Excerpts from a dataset
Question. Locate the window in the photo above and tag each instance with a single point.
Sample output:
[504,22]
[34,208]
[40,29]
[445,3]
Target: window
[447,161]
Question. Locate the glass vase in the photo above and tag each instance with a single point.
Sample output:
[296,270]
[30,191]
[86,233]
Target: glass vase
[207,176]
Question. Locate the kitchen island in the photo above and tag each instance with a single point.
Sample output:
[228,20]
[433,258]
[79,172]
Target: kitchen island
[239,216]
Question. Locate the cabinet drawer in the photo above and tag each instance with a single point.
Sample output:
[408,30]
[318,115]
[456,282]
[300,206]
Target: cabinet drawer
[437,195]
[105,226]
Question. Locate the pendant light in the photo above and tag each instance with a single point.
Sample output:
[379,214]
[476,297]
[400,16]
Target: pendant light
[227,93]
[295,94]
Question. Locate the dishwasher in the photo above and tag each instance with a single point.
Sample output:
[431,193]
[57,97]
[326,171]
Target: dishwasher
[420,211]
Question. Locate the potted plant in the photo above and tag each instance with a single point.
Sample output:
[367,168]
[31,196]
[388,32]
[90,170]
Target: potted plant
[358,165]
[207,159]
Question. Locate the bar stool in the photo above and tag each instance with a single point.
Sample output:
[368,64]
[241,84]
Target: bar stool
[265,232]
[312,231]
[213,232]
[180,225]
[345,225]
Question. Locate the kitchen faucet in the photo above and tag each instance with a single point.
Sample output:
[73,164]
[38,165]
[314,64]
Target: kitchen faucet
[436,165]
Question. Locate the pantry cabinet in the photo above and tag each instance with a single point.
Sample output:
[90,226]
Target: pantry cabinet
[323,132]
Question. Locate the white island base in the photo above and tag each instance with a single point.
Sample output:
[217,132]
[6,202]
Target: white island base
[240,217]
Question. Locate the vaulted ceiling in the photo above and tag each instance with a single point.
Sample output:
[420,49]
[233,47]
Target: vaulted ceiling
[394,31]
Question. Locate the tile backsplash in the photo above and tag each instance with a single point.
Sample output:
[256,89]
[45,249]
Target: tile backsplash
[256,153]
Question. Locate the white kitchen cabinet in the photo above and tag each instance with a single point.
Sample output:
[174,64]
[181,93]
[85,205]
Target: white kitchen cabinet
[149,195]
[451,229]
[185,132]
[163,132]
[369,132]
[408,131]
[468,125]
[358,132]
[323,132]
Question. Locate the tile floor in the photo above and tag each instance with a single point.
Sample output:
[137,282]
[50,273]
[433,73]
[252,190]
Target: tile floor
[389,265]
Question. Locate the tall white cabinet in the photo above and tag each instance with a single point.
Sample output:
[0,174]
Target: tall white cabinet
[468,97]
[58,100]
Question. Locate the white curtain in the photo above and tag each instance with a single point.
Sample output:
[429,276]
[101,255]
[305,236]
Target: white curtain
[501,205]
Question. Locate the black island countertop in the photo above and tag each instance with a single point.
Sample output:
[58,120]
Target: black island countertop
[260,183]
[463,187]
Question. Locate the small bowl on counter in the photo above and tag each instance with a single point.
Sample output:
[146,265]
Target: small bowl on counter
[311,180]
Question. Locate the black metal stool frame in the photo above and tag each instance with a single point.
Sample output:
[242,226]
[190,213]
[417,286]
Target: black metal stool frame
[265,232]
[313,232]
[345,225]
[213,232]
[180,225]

--

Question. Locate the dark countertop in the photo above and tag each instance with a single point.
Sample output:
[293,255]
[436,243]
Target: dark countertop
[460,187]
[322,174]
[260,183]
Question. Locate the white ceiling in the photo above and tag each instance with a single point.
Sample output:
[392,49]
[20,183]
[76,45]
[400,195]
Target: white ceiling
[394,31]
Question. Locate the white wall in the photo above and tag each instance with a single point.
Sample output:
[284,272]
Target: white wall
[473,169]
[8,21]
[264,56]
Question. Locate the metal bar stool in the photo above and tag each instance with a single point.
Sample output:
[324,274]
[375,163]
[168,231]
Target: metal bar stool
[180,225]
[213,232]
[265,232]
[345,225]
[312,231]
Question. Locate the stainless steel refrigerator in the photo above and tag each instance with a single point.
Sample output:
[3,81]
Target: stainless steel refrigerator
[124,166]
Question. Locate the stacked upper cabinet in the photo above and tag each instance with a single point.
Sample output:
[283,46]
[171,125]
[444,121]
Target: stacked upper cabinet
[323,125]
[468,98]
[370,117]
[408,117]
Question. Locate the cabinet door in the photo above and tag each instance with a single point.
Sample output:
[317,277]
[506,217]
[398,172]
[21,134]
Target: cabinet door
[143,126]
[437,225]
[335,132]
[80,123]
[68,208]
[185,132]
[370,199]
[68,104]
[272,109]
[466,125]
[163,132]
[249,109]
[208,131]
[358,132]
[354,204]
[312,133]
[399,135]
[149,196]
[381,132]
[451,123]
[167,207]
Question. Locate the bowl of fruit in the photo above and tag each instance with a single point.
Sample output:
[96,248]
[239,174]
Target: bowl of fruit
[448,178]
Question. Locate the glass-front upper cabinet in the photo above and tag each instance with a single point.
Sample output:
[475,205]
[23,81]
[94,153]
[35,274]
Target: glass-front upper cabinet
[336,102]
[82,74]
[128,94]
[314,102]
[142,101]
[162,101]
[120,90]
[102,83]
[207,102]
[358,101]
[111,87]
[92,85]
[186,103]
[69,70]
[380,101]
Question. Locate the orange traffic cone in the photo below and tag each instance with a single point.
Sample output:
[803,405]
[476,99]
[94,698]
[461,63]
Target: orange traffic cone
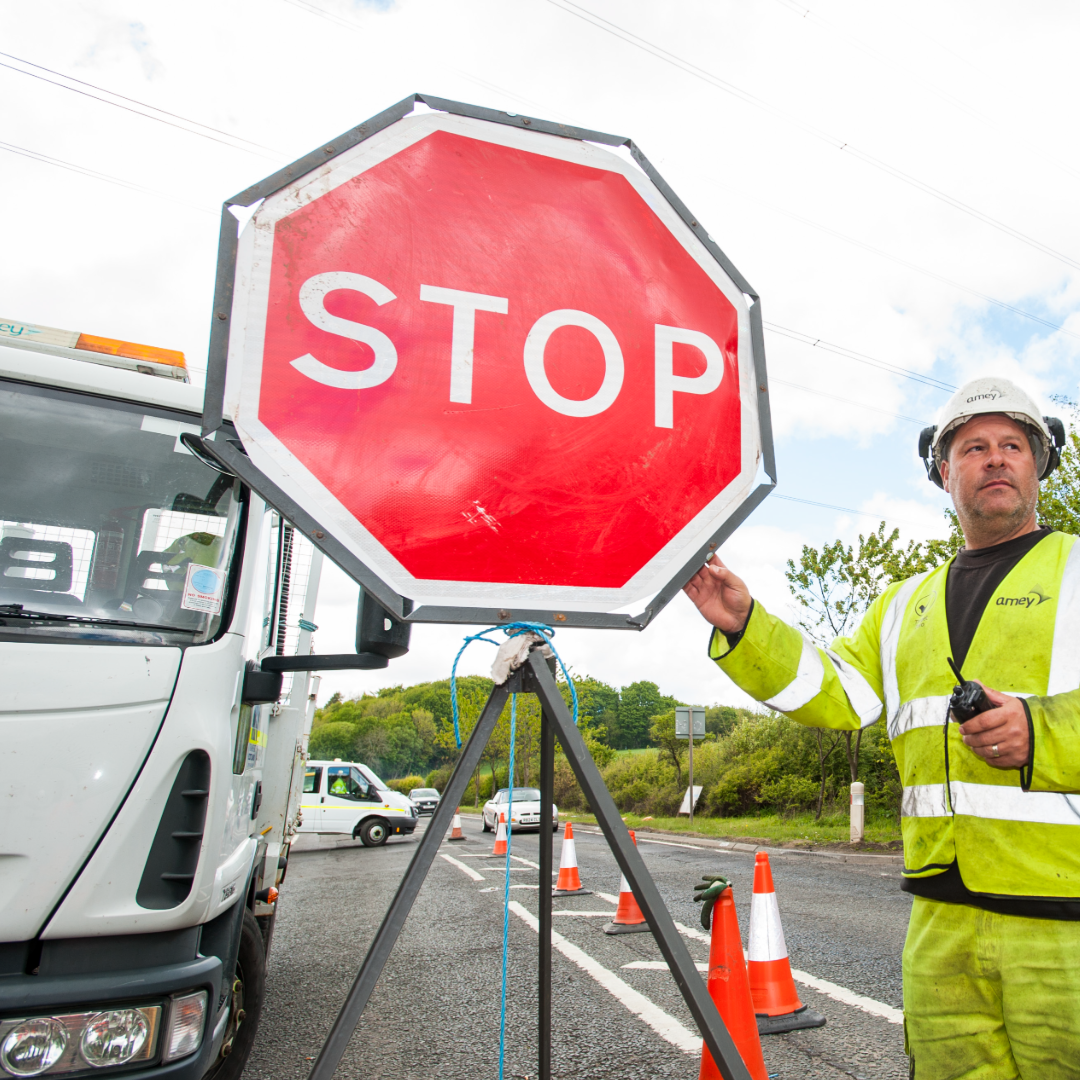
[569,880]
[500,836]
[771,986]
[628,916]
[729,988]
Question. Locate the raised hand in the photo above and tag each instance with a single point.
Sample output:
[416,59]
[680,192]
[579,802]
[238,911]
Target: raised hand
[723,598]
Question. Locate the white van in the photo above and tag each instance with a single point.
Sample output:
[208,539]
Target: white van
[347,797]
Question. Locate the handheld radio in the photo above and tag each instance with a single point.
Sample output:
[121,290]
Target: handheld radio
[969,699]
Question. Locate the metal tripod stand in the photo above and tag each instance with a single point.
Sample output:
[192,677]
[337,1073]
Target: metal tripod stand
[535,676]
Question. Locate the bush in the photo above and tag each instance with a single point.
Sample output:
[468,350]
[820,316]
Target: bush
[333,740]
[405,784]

==

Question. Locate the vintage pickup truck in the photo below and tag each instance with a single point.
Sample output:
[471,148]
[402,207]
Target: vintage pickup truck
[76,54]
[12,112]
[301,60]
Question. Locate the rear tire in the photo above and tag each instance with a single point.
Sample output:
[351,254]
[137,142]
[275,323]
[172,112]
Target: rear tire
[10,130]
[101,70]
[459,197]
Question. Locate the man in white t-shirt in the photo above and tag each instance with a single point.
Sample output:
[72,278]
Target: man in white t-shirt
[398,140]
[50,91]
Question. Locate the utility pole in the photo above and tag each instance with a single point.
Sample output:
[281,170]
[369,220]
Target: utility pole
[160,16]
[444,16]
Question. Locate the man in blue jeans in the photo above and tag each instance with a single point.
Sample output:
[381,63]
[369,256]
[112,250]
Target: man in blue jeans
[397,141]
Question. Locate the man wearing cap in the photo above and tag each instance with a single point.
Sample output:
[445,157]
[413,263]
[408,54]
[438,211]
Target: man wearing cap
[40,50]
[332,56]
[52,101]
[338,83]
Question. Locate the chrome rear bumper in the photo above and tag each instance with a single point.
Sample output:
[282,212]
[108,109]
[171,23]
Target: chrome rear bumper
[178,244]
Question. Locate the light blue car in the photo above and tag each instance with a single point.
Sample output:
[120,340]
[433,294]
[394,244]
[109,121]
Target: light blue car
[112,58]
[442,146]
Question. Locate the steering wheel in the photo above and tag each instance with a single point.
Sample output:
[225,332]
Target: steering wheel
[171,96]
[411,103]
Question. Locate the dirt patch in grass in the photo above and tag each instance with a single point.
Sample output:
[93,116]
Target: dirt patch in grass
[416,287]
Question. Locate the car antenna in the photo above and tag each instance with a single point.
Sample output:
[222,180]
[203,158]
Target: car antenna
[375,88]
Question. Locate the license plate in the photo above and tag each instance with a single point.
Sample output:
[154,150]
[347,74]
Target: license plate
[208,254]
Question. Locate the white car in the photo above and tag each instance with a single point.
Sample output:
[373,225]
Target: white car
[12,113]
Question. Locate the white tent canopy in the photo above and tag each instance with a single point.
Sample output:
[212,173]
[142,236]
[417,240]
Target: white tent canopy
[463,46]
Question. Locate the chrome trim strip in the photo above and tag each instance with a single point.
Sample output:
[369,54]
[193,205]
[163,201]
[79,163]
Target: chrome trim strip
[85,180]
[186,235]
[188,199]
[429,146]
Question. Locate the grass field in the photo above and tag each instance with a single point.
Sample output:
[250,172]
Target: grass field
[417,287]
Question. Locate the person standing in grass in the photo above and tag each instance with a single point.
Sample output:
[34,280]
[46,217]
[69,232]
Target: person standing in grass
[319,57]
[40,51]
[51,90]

Exercise: Where the string "below" appears in a line of the entries above, return that line.

Final answer:
Question. Locate the orange traffic cone in the photo below and tag each instance with a single point.
Question. Locate the vintage pickup truck in the photo below and tag each instance with a single point.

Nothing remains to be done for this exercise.